**Supplied passage**
====
New Jersey Gov. Chris Christie in February signed a bill legalizing online gambling in Atlantic City. New Jersey joins Nevada and Delaware as the third state to allow Internet gambling, Bloomberg reported.
“This was a critical decision and one that I did not make lightly,” Christie said. “I am confident that we are offering a responsible yet exciting option that will make Atlantic City more competitive while also bringing financial benefits to New Jersey as a whole.”
Under the law, any game played in Atlantic City’s 12 casinos can be played on the Internet, initially only within the state. This will be expanded later to third parties who want to partner with the state, according to The Star-Ledger of Newark. Casinos must apply for an online gambling permit.
Christie initially vetoed the bill in early February and the legislature came back with a new version containing his recommendations. Those recommendations included increased funds for gambling addiction services, a casino tax rate of 15 percent rather that the originally proposed 10 percent and a provision allowing the law to expire after 10 years, The Star-Ledger reported.
State casino revenue is expected to nearly double next fiscal year thanks to online gambling, additional advertising and Hurricane Sandy recovery, according to The Star-Ledger. The governor’s office has projected casino tax revenue of $435.8 million in the 2014 fiscal year, compared to the 2013 fiscal year revenue of $235.4 million.
The measure is also expected to save a few of Atlantic City’s casinos that were in danger of closing, according the bill’s sponsor, Sen. Raymond Lesniak. He has indicated the online gambling operation should be up and running by September.
 
ELECTIONS DIRECTOR
Will Senning is Vermont’s new state elections director, the Burlington Free Press reported in March. Senning will oversee state and local elections, coordinate campaign finance report filings and gather election results in his new position. One priority for the director will be to make information more accessible to the public via online measures. He replaces Kathy Scheele, who retired after 13 years as director.
 
CHILD ABUSE
A bipartisan group of Pennsylvania’s lawmakers announced in March a 16-bill package aimed at overhauling the state’s child abuse reporting system, according to the Philadelphia Inquirer. The bills tackle many of the recommendations made by the Pennsylvania Task Force on Child Protection. Proposals include expanding the definition of child abuse, as well as expanding the list of people legally required to report child abuse.
 
BUDGET FORECAST
The Delaware Economic and Financial Advisory Council in March increased estimates for the 2014 fiscal year personal and corporate income tax receipts, The News Journal of Dover reported. The council raised projections by $37.6 million compared to figures released in December. Based on new figures, the state will have an additional $11.1 million to spend in fiscal year 2014.
====
**Stored data**
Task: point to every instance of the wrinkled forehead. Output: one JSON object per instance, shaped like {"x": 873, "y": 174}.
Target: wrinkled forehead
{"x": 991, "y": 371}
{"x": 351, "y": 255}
====
**Exercise tasks**
1. In the state news briefs, why is New Jersey's state casino revenue expected to nearly double next fiscal year?
2. Rewrite everything from "Christie initially vetoed" down to "of $235.4 million." in the state news briefs, replacing "vetoed" with "rejected".

**Final answers**
1. The revenue is expected to nearly double because of online gambling, additional advertising and Hurricane Sandy recovery, according to The Star-Ledger.

2.
Christie initially rejected the bill in early February and the legislature came back with a new version containing his recommendations. Those recommendations included increased funds for gambling addiction services, a casino tax rate of 15 percent rather that the originally proposed 10 percent and a provision allowing the law to expire after 10 years, The Star-Ledger reported.
State casino revenue is expected to nearly double next fiscal year thanks to online gambling, additional advertising and Hurricane Sandy recovery, according to The Star-Ledger. The governor’s office has projected casino tax revenue of $435.8 million in the 2014 fiscal year, compared to the 2013 fiscal year revenue of $235.4 million.